Texte

von Christian Schuster

Ludwig van Beethoven


* 16. Dezember 1770
† 26. März 1827

Grand Quintetto pour le Forte-Piano avec Oboë, Clarinette, Basson et Cor ou Violon, Alto et Violoncelle... Oeuvre 16.


Komponiert:    hauptsächlich Berlin, Mai/Juni 1796
Widmung:    Fürst Joseph zu Schwarzenberg (1769-1833)
Uraufführung:    der Bläserfassung: Wien, Traiteurie Jahn, 6. April 1797
Uraufführung der Streicherfassung nicht dokumentiert
Erstausgabe:    Mollo & Co., Wien, März 1801

Die rein äußere Beziehung dieser Komposition zu Mozart läßt an Deutlichkeit nichts zu wünschen übrig: Mozart hat zwei Es-Dur-Werke in den hier von Beethoven zur Auswahl gestellten Besetzungen geschrieben, 1784 das Quintett für Klavier und Bläser (KV 452), 1786 sein zweites Klavierquartett (KV 493), und beide Werke stehen ganz am Anfang der jeweiligen Gattungsgeschichte, waren also als Ausgangs- und Referenzpunkte gar nicht zu umgehen. Beethoven, der schon 1785 in Bonn drei Klavierquartette (WoO 36) geschrieben hatte (von denen das erste ebenfalls in Es-Dur steht), hätte schon bei seinem ersten Wienbesuch im April 1787, der ja bekanntlich in einer kurzen Begegnung mit Mozart gipfelte, diese Werke kennenlernen können. Sicher ist aber jedenfalls, daß er zum Zeitpunkt der Komposition des Opus 16 bestens mit ihnen vertraut war; und außer Zweifel steht auch, daß er sich mit dieser Komposition ganz bewußt in Beziehung zu Mozart setzt: Die äußere Analogie zwischen Beethovens op.16 und Mozarts KV 452 – in Tonartenfolge, Anzahl und Form der Sätze – ist in der Tat so groß, daß ihre Feststellung schon ein unvermeidlicher Gemeinplatz geworden ist.

§ **Datenauszüge**
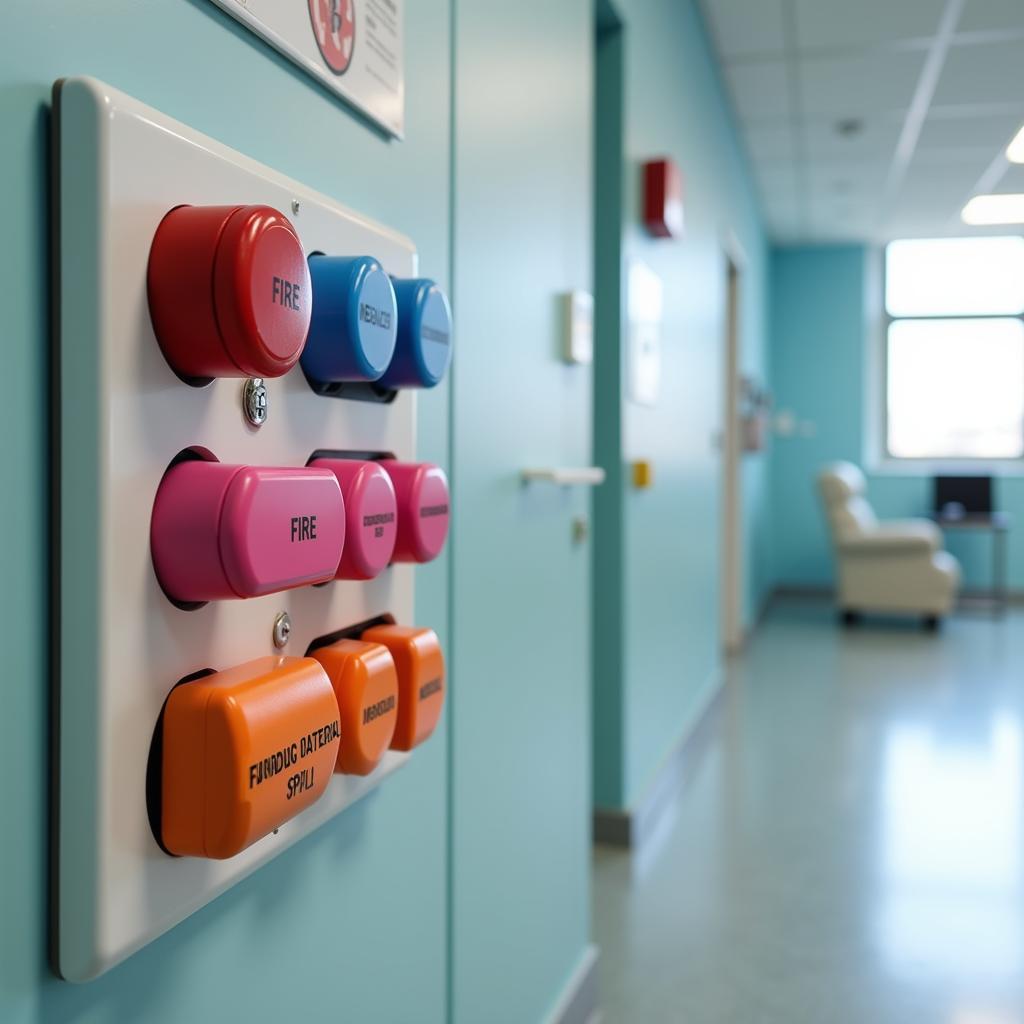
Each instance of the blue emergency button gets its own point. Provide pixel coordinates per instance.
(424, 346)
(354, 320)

--

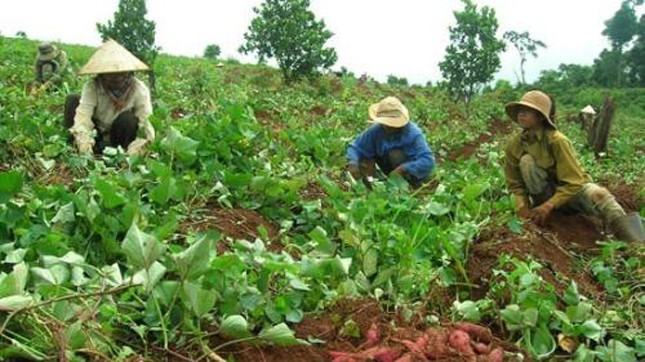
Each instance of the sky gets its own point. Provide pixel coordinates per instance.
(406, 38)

...

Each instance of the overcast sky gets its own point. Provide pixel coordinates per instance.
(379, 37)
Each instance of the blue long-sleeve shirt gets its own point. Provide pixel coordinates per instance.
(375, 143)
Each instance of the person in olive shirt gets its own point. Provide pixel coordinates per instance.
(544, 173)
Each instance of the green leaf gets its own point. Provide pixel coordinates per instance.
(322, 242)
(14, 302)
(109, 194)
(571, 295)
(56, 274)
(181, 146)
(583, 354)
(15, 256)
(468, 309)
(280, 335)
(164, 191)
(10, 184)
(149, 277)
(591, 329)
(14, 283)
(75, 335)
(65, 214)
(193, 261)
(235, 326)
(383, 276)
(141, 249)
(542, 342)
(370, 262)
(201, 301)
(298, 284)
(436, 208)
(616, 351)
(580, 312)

§ **Gestellte Aufgabe**
Beantworte anhand des Textes über Beethovens Opus 16:
(a) Wem ist das Werk gewidmet?
(b) Wann und bei welchem Verlag erschien die Erstausgabe?
(c) In welchem Jahr schrieb Mozart sein Quintett für Klavier und Bläser (KV 452)?
Die Datensätze spielen dabei keine Rolle.

§ **Als Antwort**
(a) Fürst Joseph zu Schwarzenberg (1769-1833)
(b) Im März 1801 bei Mollo & Co. in Wien
(c) 1784